Records from a data collection:
|---|

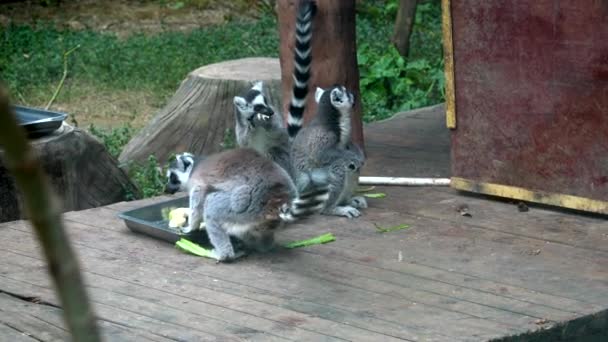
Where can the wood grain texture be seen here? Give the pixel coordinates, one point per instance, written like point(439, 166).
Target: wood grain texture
point(196, 118)
point(81, 171)
point(334, 54)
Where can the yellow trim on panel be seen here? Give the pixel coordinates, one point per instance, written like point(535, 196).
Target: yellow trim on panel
point(448, 55)
point(560, 200)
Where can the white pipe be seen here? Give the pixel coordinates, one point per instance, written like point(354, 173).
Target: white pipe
point(406, 181)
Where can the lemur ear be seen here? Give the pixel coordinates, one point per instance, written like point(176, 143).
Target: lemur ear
point(239, 102)
point(318, 93)
point(183, 161)
point(186, 161)
point(258, 85)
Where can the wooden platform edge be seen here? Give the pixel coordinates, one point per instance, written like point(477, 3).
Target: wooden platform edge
point(536, 196)
point(593, 327)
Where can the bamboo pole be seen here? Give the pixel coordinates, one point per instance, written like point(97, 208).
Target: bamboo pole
point(45, 217)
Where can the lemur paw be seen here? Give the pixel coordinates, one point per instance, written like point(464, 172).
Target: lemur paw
point(226, 257)
point(346, 211)
point(358, 202)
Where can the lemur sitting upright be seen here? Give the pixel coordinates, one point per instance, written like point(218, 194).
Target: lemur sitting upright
point(243, 194)
point(257, 125)
point(326, 142)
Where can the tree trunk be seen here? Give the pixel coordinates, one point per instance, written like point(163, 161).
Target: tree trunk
point(200, 112)
point(403, 26)
point(81, 171)
point(334, 53)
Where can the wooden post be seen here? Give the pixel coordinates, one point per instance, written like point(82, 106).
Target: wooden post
point(334, 53)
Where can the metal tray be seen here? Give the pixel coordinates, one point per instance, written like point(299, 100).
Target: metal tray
point(38, 122)
point(148, 220)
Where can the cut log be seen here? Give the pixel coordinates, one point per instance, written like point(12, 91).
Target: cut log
point(81, 172)
point(334, 53)
point(200, 112)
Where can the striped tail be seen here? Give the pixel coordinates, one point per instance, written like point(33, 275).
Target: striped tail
point(302, 61)
point(312, 196)
point(306, 204)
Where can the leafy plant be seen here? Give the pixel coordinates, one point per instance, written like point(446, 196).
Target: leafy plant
point(389, 83)
point(114, 139)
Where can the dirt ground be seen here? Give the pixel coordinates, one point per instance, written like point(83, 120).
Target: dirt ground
point(86, 103)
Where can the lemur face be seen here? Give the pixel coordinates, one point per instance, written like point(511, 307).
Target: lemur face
point(254, 104)
point(338, 96)
point(179, 173)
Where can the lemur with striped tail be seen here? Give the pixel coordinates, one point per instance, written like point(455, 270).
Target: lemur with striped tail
point(326, 143)
point(243, 194)
point(257, 124)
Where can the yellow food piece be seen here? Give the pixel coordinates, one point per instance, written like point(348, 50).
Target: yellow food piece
point(178, 217)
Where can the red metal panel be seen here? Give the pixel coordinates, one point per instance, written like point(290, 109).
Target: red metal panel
point(531, 85)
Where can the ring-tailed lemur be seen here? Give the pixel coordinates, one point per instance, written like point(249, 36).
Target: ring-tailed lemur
point(257, 126)
point(326, 142)
point(243, 194)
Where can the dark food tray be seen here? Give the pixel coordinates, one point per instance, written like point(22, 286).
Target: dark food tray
point(149, 220)
point(38, 122)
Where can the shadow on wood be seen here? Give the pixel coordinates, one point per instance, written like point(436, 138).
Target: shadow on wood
point(200, 112)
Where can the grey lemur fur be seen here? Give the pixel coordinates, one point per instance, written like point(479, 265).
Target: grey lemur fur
point(243, 194)
point(326, 143)
point(257, 126)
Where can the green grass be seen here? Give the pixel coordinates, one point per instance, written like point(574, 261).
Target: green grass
point(109, 67)
point(31, 57)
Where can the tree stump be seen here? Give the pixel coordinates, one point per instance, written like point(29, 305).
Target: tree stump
point(198, 115)
point(81, 171)
point(334, 53)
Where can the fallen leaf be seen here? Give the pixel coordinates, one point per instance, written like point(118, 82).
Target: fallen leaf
point(522, 207)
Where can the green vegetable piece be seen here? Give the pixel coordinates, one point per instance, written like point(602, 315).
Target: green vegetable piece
point(193, 248)
point(376, 195)
point(391, 229)
point(164, 212)
point(325, 238)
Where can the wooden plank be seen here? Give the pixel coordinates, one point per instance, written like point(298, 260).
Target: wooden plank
point(137, 244)
point(361, 232)
point(27, 323)
point(544, 224)
point(233, 298)
point(11, 333)
point(454, 272)
point(45, 322)
point(128, 316)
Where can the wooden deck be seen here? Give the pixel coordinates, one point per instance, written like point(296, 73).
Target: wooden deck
point(448, 277)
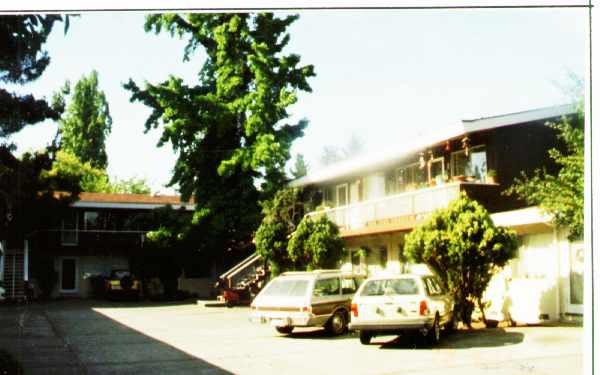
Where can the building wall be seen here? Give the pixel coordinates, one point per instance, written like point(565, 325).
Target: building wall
point(86, 267)
point(544, 283)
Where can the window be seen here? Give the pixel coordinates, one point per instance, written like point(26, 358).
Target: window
point(91, 220)
point(576, 275)
point(349, 286)
point(383, 256)
point(342, 195)
point(68, 234)
point(390, 287)
point(474, 165)
point(327, 287)
point(432, 287)
point(286, 287)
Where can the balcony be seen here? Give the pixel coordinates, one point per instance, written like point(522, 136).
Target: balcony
point(88, 240)
point(405, 210)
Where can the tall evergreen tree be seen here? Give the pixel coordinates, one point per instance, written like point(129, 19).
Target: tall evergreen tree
point(229, 129)
point(86, 124)
point(22, 60)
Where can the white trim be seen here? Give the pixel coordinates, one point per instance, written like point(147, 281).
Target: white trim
point(524, 216)
point(60, 274)
point(2, 254)
point(442, 133)
point(26, 261)
point(337, 195)
point(139, 206)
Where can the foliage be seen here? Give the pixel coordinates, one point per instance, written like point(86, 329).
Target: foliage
point(23, 60)
point(316, 244)
point(9, 364)
point(334, 154)
point(86, 124)
point(26, 199)
point(89, 178)
point(282, 215)
point(560, 194)
point(42, 268)
point(463, 247)
point(228, 129)
point(300, 167)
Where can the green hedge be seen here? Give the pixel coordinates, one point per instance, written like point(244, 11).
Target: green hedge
point(9, 365)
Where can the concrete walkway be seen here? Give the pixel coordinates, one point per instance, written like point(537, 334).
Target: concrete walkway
point(27, 333)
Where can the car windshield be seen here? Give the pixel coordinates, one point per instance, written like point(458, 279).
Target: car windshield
point(119, 274)
point(390, 287)
point(286, 287)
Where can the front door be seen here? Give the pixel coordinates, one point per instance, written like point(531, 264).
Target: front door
point(576, 265)
point(68, 275)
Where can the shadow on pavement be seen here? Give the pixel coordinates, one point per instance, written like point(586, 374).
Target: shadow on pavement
point(318, 333)
point(69, 337)
point(463, 339)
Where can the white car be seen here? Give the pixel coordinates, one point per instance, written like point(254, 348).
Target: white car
point(318, 298)
point(399, 304)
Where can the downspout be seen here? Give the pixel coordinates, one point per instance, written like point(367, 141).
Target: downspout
point(26, 261)
point(558, 286)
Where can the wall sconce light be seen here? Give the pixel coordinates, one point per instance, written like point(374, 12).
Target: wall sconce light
point(466, 144)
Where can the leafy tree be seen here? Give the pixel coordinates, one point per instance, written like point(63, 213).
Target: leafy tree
point(334, 154)
point(130, 186)
point(27, 201)
point(228, 129)
point(86, 124)
point(316, 243)
point(23, 60)
point(463, 247)
point(85, 177)
point(282, 215)
point(560, 194)
point(300, 167)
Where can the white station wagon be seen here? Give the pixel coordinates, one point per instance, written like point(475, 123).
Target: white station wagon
point(399, 304)
point(319, 298)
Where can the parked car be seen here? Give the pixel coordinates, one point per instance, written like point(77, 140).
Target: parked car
point(122, 283)
point(319, 298)
point(399, 304)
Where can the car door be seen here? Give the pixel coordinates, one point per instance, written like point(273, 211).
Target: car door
point(326, 296)
point(440, 300)
point(389, 300)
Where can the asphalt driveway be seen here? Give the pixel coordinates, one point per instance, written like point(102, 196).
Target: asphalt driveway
point(97, 337)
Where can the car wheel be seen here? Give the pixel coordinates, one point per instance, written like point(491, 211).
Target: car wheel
point(285, 330)
point(451, 325)
point(337, 323)
point(365, 337)
point(433, 336)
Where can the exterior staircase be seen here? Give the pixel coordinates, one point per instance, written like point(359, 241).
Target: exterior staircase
point(13, 280)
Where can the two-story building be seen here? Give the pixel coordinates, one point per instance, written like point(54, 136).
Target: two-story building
point(99, 232)
point(377, 199)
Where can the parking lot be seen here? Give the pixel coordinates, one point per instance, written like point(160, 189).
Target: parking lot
point(97, 337)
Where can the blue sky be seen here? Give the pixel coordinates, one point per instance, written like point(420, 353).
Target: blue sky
point(384, 76)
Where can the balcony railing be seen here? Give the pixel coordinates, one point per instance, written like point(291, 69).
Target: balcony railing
point(89, 239)
point(412, 203)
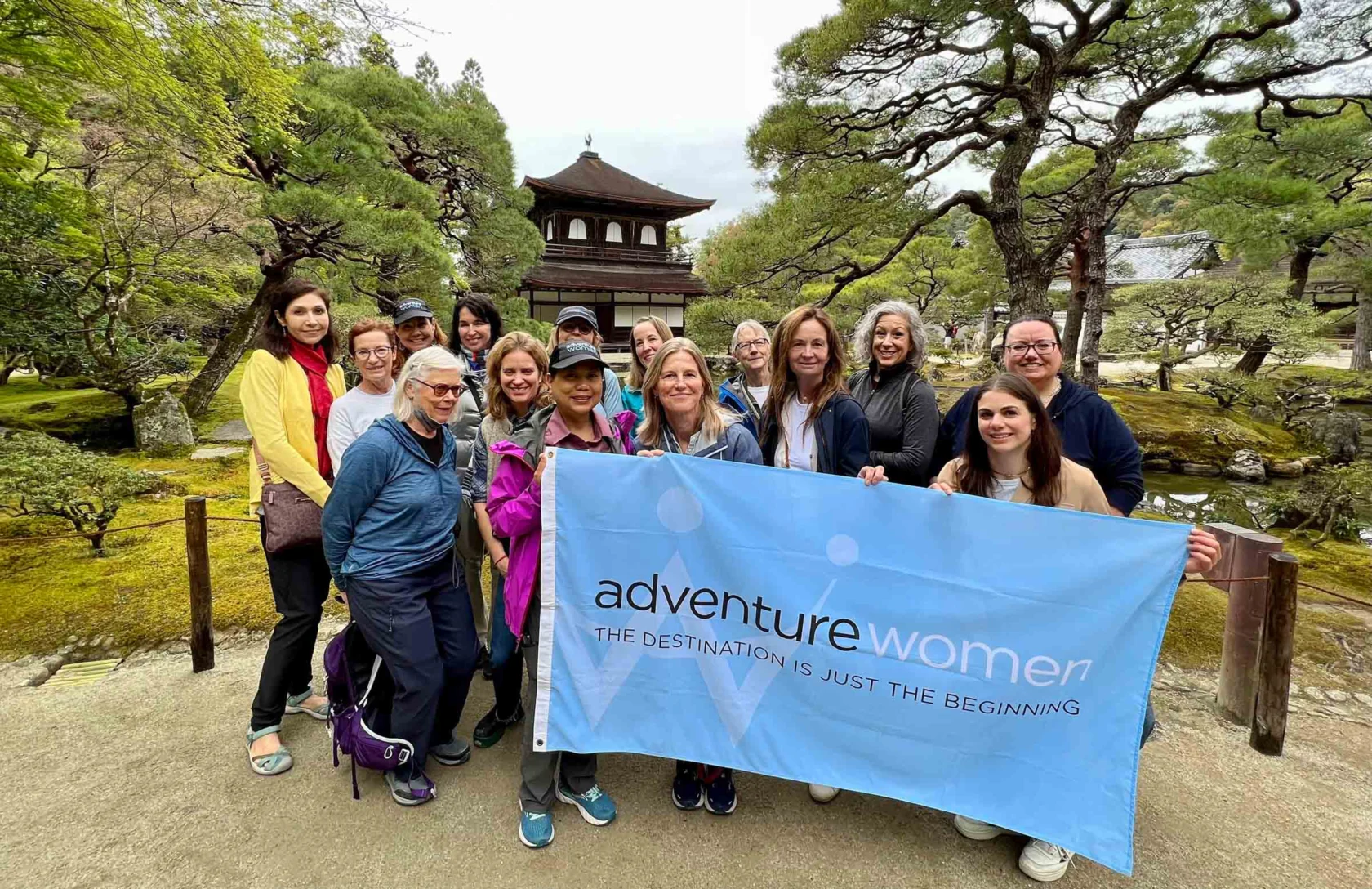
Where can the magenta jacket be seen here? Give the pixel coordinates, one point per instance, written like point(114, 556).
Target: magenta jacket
point(514, 507)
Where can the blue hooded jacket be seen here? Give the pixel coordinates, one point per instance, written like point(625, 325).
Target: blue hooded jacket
point(1093, 436)
point(391, 511)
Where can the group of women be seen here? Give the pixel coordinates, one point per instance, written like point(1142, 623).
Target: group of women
point(434, 440)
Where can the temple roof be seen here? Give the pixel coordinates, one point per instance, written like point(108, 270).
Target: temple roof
point(591, 177)
point(604, 276)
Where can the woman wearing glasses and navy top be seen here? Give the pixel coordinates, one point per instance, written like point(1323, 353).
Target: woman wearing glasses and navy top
point(900, 406)
point(1093, 434)
point(1012, 453)
point(746, 393)
point(389, 541)
point(681, 416)
point(514, 509)
point(288, 390)
point(811, 422)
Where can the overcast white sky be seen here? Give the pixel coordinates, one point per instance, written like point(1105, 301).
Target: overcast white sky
point(667, 91)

|---|

Activity:
All that belongs in the answer is the run of lines above from the line containing "Target: window" through the line containing "Where can the foliage", exactly as written.

Response below:
Target: window
point(91, 220)
point(576, 275)
point(349, 286)
point(383, 256)
point(342, 195)
point(68, 234)
point(390, 287)
point(474, 165)
point(327, 287)
point(432, 287)
point(286, 287)
Where can the balcony be seen here? Give the pixel coordinates, one point per instance, written like point(522, 136).
Target: balcony
point(88, 240)
point(405, 210)
Where can the tall evergreen tree be seen here? Give the pixel coordinates, one point per instance, written like point(129, 19).
Target: tall evergreen tree
point(229, 129)
point(86, 124)
point(22, 60)
Where can the white trim be seen here? Give the pixel coordinates, one point per instance, written like point(147, 281).
Target: white trim
point(524, 216)
point(60, 274)
point(2, 254)
point(442, 133)
point(26, 261)
point(337, 195)
point(139, 206)
Where can the foliage be seen here? Give the pixel coordinates, one point per instance, written like point(86, 329).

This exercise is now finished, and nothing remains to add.